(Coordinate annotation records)
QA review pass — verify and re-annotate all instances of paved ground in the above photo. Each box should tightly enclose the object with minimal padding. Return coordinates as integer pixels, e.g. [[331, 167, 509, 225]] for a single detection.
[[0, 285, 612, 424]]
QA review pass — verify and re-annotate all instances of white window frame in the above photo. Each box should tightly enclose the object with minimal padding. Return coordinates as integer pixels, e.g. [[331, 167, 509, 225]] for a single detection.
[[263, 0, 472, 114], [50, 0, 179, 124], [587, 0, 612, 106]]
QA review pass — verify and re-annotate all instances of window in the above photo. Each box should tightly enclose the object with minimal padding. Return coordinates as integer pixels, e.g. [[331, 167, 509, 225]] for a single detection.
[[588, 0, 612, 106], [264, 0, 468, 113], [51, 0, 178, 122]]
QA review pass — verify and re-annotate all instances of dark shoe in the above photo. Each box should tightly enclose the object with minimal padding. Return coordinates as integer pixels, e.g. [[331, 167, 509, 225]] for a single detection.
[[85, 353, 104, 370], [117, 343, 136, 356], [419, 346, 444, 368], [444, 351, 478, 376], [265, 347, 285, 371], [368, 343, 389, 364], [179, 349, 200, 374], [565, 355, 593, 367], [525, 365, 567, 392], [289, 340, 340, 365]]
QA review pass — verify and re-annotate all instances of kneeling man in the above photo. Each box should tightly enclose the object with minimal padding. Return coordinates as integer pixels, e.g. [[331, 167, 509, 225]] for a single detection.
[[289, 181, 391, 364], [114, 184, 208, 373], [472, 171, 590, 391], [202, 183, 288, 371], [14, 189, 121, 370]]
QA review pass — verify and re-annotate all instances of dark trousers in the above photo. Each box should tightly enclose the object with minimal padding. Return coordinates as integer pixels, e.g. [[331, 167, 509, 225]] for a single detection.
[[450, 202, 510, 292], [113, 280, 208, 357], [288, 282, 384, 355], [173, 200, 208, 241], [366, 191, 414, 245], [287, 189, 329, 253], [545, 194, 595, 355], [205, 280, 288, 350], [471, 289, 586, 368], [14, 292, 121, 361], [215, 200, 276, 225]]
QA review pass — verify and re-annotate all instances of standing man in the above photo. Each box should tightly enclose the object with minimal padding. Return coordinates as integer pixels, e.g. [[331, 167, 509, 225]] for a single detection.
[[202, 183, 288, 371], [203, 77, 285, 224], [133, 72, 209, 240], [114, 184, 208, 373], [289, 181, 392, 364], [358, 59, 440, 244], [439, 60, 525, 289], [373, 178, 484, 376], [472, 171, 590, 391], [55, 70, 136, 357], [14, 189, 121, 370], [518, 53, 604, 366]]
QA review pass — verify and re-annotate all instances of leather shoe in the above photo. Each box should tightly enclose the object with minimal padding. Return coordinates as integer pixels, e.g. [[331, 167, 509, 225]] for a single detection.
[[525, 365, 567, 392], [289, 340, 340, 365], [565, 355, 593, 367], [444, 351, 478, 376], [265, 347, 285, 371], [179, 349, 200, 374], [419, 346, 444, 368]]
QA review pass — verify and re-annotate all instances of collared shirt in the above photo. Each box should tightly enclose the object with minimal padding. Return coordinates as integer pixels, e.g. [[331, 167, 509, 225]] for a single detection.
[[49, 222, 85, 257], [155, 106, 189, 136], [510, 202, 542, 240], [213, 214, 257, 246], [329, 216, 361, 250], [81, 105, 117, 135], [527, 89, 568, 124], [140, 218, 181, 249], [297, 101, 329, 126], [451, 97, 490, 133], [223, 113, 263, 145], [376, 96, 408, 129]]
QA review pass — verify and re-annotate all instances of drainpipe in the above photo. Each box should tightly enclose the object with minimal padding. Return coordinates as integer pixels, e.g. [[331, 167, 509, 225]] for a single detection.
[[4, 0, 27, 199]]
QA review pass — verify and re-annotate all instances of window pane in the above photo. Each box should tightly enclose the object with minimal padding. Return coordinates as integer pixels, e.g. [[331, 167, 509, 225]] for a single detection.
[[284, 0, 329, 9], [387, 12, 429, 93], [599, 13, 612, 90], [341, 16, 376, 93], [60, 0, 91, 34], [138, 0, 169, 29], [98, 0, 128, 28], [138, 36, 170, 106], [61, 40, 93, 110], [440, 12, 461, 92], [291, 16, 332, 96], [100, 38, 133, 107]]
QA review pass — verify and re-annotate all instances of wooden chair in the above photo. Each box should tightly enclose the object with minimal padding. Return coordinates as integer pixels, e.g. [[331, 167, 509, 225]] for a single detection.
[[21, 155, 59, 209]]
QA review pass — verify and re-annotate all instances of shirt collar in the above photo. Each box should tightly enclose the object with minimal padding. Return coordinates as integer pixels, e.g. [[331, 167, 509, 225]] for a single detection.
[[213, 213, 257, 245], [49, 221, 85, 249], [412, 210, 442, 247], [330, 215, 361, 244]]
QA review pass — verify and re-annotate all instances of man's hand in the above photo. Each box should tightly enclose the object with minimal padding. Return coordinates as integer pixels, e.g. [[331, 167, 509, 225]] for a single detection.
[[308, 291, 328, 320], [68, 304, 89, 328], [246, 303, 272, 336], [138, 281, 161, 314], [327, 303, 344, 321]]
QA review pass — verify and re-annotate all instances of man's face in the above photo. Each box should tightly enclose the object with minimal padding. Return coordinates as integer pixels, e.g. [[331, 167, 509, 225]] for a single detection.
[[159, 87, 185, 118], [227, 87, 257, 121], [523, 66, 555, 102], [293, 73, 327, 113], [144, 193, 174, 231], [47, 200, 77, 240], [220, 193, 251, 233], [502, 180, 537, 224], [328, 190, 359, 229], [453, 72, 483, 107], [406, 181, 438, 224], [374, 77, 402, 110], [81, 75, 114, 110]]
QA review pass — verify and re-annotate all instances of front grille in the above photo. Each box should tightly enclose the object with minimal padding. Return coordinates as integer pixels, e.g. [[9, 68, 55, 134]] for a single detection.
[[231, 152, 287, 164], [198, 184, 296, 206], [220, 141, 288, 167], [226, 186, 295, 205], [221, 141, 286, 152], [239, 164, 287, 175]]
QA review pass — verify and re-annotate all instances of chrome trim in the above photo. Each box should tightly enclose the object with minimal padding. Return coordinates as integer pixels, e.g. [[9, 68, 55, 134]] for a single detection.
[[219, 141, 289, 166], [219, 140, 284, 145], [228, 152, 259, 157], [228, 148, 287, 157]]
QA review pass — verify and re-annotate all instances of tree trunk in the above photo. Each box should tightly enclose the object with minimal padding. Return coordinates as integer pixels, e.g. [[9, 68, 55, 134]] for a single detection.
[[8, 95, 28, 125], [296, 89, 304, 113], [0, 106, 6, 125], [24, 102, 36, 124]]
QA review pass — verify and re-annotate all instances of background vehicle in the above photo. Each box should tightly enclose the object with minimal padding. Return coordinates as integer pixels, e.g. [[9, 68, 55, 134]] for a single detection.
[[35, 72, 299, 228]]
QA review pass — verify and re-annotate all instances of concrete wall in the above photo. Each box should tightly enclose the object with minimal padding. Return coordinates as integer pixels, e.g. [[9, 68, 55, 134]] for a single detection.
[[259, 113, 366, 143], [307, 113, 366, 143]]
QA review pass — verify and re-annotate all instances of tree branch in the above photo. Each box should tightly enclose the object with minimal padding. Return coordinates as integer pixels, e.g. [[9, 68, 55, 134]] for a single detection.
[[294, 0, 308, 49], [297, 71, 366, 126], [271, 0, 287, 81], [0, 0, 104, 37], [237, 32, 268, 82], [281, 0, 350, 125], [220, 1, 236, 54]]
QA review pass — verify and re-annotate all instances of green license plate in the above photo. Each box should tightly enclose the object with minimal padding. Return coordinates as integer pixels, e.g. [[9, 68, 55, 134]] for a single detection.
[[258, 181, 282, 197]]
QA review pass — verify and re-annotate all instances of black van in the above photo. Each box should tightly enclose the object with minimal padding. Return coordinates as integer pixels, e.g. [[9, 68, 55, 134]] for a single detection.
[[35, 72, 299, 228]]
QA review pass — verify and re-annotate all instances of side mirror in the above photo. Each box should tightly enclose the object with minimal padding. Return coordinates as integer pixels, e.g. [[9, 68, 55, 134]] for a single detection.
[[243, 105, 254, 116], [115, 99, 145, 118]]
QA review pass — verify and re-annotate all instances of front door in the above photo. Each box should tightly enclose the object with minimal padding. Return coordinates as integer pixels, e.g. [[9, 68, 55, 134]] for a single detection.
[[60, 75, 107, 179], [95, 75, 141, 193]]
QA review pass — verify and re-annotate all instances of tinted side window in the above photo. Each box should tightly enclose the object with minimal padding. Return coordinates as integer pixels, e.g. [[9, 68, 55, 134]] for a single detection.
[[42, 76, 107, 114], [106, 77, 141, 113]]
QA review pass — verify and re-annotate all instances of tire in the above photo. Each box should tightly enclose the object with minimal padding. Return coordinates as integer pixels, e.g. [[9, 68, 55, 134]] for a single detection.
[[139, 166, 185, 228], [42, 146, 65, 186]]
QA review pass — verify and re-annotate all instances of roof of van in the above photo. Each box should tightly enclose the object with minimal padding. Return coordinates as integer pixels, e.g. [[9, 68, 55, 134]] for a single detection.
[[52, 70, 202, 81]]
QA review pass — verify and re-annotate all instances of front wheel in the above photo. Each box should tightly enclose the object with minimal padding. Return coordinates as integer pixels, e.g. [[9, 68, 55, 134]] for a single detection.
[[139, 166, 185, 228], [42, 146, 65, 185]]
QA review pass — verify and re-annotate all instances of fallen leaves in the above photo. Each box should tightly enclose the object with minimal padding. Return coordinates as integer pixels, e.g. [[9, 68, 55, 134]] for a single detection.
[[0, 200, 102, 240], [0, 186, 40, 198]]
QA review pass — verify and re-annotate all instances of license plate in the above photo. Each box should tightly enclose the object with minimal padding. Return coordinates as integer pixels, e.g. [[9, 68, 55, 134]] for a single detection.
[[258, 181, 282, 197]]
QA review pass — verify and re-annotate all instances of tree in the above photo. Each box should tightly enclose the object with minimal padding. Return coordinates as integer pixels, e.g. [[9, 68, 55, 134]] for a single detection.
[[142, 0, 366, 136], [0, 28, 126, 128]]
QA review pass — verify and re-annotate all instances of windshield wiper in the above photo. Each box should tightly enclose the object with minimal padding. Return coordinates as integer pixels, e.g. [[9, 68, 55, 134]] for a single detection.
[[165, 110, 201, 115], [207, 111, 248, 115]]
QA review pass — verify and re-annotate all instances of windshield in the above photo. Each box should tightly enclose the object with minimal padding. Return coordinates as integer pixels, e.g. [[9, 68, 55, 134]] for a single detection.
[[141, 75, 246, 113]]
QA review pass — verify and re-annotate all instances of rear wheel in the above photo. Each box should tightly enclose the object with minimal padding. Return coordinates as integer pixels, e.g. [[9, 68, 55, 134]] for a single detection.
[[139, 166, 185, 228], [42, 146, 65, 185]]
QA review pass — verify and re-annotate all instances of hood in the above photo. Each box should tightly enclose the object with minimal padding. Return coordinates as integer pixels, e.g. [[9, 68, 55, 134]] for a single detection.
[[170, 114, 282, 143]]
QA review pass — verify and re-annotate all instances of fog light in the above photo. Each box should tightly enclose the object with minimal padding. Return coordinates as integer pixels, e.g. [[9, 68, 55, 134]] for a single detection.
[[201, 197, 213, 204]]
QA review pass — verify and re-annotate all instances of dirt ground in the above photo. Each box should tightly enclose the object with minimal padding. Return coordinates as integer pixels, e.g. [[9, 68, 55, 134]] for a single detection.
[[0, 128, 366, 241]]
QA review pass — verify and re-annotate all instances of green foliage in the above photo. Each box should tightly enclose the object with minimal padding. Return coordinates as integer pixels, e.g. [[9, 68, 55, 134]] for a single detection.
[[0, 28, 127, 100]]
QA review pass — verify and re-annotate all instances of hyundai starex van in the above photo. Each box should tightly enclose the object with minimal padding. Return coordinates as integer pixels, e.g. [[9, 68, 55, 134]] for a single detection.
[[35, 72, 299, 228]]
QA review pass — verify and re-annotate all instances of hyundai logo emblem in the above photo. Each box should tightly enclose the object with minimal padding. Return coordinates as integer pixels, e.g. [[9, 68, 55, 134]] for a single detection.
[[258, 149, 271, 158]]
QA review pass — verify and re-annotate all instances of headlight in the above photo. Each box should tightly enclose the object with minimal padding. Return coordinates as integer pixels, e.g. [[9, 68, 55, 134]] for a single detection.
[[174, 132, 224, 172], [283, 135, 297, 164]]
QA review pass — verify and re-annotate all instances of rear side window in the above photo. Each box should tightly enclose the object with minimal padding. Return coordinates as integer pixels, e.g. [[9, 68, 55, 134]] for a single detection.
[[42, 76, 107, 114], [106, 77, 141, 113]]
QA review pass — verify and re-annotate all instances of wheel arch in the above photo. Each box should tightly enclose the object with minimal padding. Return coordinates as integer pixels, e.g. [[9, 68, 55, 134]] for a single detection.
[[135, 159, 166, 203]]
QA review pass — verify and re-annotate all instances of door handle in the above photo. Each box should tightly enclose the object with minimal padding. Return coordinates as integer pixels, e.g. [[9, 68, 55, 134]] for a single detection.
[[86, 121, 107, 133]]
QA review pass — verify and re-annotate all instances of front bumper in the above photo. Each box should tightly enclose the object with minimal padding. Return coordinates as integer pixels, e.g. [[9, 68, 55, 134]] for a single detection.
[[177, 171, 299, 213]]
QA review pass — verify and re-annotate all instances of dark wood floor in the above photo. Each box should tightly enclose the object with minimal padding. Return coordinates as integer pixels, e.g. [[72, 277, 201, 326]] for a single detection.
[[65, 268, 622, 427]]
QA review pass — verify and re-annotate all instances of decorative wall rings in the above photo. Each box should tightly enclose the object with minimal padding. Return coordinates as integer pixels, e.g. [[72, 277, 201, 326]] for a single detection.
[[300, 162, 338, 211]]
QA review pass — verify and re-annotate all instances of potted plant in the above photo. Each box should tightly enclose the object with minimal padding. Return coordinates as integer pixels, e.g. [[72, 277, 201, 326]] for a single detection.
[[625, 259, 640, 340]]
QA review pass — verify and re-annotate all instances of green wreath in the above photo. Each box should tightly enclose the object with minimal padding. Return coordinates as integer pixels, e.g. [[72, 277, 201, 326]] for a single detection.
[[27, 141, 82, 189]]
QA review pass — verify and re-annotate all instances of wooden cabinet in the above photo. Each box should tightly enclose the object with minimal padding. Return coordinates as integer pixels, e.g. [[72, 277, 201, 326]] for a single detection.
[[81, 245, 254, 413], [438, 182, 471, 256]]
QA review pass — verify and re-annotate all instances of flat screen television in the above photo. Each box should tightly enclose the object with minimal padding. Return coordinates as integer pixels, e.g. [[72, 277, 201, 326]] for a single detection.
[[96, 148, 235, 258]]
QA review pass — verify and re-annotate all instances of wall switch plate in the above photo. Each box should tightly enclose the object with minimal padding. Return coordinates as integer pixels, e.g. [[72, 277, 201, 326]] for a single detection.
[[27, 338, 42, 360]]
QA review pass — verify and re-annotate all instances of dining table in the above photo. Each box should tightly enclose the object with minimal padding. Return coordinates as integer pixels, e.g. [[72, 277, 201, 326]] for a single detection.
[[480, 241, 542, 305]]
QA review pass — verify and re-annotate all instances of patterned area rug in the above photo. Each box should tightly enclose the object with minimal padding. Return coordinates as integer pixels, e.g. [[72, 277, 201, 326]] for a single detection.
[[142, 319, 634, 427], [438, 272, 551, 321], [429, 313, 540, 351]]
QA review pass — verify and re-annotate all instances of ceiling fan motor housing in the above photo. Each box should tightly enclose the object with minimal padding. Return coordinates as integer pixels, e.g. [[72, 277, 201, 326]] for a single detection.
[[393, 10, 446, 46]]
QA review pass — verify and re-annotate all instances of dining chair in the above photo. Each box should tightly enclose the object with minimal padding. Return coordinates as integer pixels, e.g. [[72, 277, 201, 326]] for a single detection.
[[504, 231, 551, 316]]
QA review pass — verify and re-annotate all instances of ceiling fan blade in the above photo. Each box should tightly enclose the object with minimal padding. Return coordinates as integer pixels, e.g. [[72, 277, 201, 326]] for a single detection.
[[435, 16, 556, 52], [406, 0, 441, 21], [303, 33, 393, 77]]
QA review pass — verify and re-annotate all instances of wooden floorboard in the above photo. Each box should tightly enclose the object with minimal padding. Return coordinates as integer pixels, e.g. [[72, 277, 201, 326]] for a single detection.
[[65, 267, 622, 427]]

**REQUIRED WORK:**
Copy word for word the stretch of the records from the start through the line containing "[[0, 285, 612, 424]]".

**EXERCISE SOLUTION:**
QA review pass — verify and re-annotate all instances of paved ground in the above photo. Each box should tightly enclose the object with minimal padding. Return coordinates as integer pixels, e.g. [[331, 167, 509, 225]] for a single detection.
[[0, 285, 612, 424]]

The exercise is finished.